Instruction ::
Change every "sample" in the rows below to "example" and leave all else as it is.

Records for the task ::
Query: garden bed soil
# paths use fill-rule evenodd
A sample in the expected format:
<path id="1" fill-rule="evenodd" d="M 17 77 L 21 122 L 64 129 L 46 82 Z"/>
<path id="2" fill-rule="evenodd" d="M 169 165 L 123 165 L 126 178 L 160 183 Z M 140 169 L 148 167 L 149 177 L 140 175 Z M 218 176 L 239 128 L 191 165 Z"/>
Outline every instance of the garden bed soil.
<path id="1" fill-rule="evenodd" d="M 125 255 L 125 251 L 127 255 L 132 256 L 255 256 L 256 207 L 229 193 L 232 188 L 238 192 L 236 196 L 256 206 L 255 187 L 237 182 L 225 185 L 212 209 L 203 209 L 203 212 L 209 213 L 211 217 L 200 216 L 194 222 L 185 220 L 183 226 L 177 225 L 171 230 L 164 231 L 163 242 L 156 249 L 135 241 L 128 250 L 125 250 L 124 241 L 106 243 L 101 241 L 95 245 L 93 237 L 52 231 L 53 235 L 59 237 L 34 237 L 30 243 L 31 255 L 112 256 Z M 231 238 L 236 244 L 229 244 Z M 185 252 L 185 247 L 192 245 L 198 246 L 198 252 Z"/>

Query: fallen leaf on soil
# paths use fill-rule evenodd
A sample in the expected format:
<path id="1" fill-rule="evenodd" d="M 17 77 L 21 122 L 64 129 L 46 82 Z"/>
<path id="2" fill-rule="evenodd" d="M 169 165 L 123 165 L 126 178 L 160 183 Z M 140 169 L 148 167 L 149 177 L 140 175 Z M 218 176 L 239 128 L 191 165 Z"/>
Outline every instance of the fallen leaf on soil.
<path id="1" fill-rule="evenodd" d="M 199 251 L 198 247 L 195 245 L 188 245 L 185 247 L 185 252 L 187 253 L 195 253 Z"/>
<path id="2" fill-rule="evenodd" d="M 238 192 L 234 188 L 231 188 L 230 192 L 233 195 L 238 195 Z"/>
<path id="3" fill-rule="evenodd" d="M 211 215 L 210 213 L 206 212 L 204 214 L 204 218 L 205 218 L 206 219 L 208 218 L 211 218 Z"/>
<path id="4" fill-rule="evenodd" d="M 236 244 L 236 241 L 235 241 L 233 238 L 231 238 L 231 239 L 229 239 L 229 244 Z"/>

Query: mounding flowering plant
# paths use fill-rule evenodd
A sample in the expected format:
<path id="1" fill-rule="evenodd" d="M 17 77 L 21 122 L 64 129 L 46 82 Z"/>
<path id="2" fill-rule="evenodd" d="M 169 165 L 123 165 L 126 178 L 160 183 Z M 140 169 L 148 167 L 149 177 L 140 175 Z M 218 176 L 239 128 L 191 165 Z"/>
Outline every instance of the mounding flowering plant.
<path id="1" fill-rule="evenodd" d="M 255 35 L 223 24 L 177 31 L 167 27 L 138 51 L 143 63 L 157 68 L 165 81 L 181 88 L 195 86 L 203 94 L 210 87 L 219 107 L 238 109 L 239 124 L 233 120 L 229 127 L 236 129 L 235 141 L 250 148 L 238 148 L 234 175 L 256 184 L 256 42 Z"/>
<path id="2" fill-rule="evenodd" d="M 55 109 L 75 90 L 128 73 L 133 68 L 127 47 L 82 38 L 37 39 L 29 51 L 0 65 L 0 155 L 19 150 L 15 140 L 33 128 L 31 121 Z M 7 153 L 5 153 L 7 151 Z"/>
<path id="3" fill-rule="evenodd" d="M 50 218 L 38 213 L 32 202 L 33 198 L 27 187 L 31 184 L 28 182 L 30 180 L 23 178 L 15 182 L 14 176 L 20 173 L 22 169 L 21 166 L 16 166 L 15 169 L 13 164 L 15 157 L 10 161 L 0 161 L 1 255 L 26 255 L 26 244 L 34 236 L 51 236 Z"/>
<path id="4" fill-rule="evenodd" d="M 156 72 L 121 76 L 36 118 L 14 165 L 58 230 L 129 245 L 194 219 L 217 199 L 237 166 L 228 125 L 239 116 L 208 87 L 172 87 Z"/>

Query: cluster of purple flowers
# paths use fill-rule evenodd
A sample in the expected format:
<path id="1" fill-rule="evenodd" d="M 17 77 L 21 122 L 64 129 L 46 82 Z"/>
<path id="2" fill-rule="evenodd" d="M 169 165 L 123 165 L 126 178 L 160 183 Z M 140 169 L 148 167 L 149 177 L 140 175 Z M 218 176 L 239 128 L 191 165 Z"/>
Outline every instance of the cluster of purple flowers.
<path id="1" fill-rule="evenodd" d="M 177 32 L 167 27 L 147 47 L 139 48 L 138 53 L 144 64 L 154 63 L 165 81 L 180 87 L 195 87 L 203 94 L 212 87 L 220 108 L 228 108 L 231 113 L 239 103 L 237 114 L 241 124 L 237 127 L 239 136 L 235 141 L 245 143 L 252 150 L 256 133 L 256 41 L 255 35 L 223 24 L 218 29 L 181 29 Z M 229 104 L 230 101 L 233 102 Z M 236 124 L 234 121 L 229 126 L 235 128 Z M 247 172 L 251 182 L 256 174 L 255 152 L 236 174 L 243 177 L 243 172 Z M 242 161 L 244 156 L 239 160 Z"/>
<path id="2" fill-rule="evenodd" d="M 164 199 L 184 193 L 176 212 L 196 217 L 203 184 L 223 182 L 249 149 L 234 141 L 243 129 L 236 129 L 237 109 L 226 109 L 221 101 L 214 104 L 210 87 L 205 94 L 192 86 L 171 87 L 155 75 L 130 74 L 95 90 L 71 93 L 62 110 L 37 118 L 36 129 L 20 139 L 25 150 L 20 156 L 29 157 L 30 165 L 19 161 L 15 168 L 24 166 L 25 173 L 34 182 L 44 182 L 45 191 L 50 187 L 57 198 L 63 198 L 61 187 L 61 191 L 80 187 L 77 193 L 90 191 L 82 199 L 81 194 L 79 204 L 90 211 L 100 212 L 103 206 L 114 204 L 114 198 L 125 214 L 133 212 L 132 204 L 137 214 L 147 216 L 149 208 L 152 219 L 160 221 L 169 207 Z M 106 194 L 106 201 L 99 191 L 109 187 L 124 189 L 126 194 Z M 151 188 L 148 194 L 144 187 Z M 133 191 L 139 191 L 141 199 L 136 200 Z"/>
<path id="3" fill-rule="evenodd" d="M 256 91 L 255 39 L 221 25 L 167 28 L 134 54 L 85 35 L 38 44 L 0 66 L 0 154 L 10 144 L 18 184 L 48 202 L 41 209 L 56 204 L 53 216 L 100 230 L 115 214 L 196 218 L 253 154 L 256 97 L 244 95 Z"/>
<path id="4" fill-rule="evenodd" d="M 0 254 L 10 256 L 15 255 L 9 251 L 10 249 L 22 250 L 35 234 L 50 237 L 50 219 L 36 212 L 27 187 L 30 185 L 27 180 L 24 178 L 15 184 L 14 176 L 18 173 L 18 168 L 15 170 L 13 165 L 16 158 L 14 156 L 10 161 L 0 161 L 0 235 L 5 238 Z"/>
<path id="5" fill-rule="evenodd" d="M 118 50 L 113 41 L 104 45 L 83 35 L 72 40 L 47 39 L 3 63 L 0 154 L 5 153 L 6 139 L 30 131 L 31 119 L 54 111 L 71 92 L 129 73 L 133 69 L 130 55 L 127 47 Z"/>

Solution to this exercise ::
Query: garden bed soil
# paths use fill-rule evenodd
A example in the expected format:
<path id="1" fill-rule="evenodd" d="M 17 77 L 21 122 L 64 129 L 46 82 Z"/>
<path id="2" fill-rule="evenodd" d="M 169 165 L 123 165 L 126 178 L 160 183 Z M 140 169 L 148 167 L 149 177 L 140 175 Z M 218 176 L 239 128 L 191 165 Z"/>
Outline every instance of the garden bed soil.
<path id="1" fill-rule="evenodd" d="M 125 255 L 125 251 L 127 255 L 132 256 L 255 256 L 256 207 L 229 193 L 232 188 L 238 192 L 236 196 L 256 206 L 255 187 L 237 182 L 225 185 L 212 209 L 203 209 L 203 212 L 209 213 L 211 217 L 200 216 L 194 222 L 185 220 L 183 226 L 177 225 L 171 230 L 164 231 L 163 242 L 156 249 L 135 241 L 128 250 L 125 250 L 124 241 L 106 243 L 101 241 L 95 245 L 93 237 L 52 231 L 53 235 L 59 237 L 34 237 L 30 243 L 31 255 L 112 256 Z M 231 238 L 236 244 L 229 244 Z M 185 252 L 185 247 L 192 245 L 198 246 L 198 252 Z"/>

Query: fallen leaf on soil
# paths use fill-rule evenodd
A example in the expected format:
<path id="1" fill-rule="evenodd" d="M 17 77 L 21 122 L 64 129 L 46 82 Z"/>
<path id="2" fill-rule="evenodd" d="M 169 165 L 123 165 L 126 178 L 160 183 Z M 140 169 L 148 167 L 149 177 L 140 175 Z M 218 176 L 239 128 L 191 165 Z"/>
Outline every instance of the fallen leaf on soil.
<path id="1" fill-rule="evenodd" d="M 199 251 L 198 247 L 195 245 L 188 245 L 185 247 L 185 252 L 187 253 L 195 253 Z"/>
<path id="2" fill-rule="evenodd" d="M 238 192 L 234 188 L 231 188 L 230 192 L 233 195 L 238 195 Z"/>
<path id="3" fill-rule="evenodd" d="M 211 215 L 210 213 L 206 212 L 204 214 L 204 218 L 205 218 L 206 219 L 208 218 L 211 218 Z"/>
<path id="4" fill-rule="evenodd" d="M 236 244 L 236 241 L 235 241 L 233 238 L 231 238 L 231 239 L 229 239 L 229 244 Z"/>

Query: mounding flowering plant
# paths use fill-rule evenodd
A example in the expected format:
<path id="1" fill-rule="evenodd" d="M 17 77 L 21 122 L 64 129 L 46 82 Z"/>
<path id="2" fill-rule="evenodd" d="M 169 165 L 123 165 L 126 178 L 160 183 Z M 140 169 L 148 167 L 149 177 L 140 175 Z M 218 176 L 239 128 L 191 165 Z"/>
Outline every instance of the mounding flowering plant.
<path id="1" fill-rule="evenodd" d="M 255 35 L 223 24 L 177 31 L 167 27 L 138 51 L 143 63 L 157 68 L 165 81 L 181 88 L 195 86 L 203 94 L 210 87 L 219 107 L 238 109 L 239 124 L 233 120 L 229 127 L 236 129 L 235 141 L 250 148 L 238 148 L 234 175 L 256 184 L 256 42 Z"/>
<path id="2" fill-rule="evenodd" d="M 55 109 L 75 90 L 128 73 L 133 68 L 127 47 L 82 38 L 37 39 L 29 51 L 0 65 L 0 155 L 19 150 L 15 140 L 33 128 L 31 121 Z M 7 153 L 5 153 L 7 151 Z"/>
<path id="3" fill-rule="evenodd" d="M 50 218 L 38 213 L 32 202 L 33 198 L 27 187 L 31 184 L 28 182 L 30 180 L 23 178 L 15 182 L 14 176 L 20 173 L 22 169 L 21 166 L 16 166 L 15 169 L 13 164 L 15 157 L 10 161 L 0 161 L 1 255 L 26 255 L 26 244 L 34 236 L 51 236 Z"/>
<path id="4" fill-rule="evenodd" d="M 156 72 L 121 76 L 36 118 L 14 165 L 58 230 L 129 245 L 194 219 L 217 199 L 237 166 L 228 125 L 239 116 L 208 87 L 172 87 Z"/>

Query: cluster of purple flowers
# paths use fill-rule evenodd
A example in the expected format:
<path id="1" fill-rule="evenodd" d="M 17 77 L 21 122 L 64 129 L 46 82 Z"/>
<path id="2" fill-rule="evenodd" d="M 169 165 L 123 165 L 126 178 L 160 183 Z M 140 169 L 148 167 L 149 177 L 140 175 Z M 218 176 L 239 128 L 191 165 Z"/>
Outline every instance of the cluster of purple flowers.
<path id="1" fill-rule="evenodd" d="M 177 32 L 167 27 L 147 47 L 139 48 L 138 53 L 144 64 L 154 63 L 165 81 L 180 87 L 195 87 L 203 94 L 212 87 L 220 108 L 228 108 L 231 113 L 239 103 L 237 114 L 241 124 L 237 127 L 239 136 L 235 141 L 245 143 L 252 150 L 256 133 L 256 41 L 255 35 L 223 24 L 218 29 L 181 29 Z M 229 104 L 230 101 L 233 102 Z M 236 124 L 234 121 L 229 126 L 235 128 Z M 247 172 L 251 182 L 256 174 L 255 152 L 236 174 L 243 177 L 243 172 Z M 242 161 L 244 156 L 239 160 Z"/>
<path id="2" fill-rule="evenodd" d="M 164 199 L 184 193 L 176 212 L 196 217 L 203 184 L 223 182 L 249 149 L 234 141 L 243 129 L 236 129 L 237 109 L 226 109 L 221 101 L 214 104 L 210 87 L 205 94 L 192 86 L 171 87 L 155 75 L 130 74 L 95 90 L 71 93 L 62 110 L 37 118 L 36 129 L 20 139 L 25 150 L 20 156 L 29 157 L 30 165 L 19 161 L 15 168 L 24 166 L 25 173 L 34 182 L 44 182 L 45 191 L 50 187 L 57 198 L 63 198 L 61 187 L 61 191 L 80 187 L 77 193 L 90 191 L 82 199 L 81 194 L 79 204 L 90 211 L 100 212 L 103 206 L 114 204 L 114 198 L 125 214 L 133 212 L 132 204 L 137 214 L 147 216 L 149 208 L 152 219 L 160 221 L 169 207 Z M 106 194 L 106 201 L 99 191 L 109 187 L 124 189 L 126 194 Z M 151 188 L 148 194 L 144 187 Z M 133 191 L 139 191 L 141 199 L 136 200 Z"/>
<path id="3" fill-rule="evenodd" d="M 256 91 L 255 39 L 221 25 L 167 28 L 134 54 L 85 35 L 38 44 L 0 66 L 0 154 L 10 144 L 18 184 L 48 202 L 41 209 L 56 204 L 53 216 L 100 230 L 115 214 L 196 218 L 253 154 L 256 97 L 244 95 Z"/>
<path id="4" fill-rule="evenodd" d="M 0 254 L 10 256 L 15 255 L 9 251 L 10 249 L 22 250 L 35 234 L 50 237 L 50 219 L 36 212 L 27 187 L 30 185 L 27 180 L 24 178 L 15 184 L 14 176 L 18 173 L 18 168 L 15 170 L 13 165 L 16 158 L 14 156 L 10 161 L 0 161 L 0 235 L 5 238 Z"/>
<path id="5" fill-rule="evenodd" d="M 118 50 L 113 41 L 104 45 L 83 35 L 72 40 L 47 39 L 3 63 L 0 154 L 5 153 L 6 139 L 30 131 L 31 119 L 54 111 L 71 92 L 129 73 L 133 69 L 130 55 L 127 47 Z"/>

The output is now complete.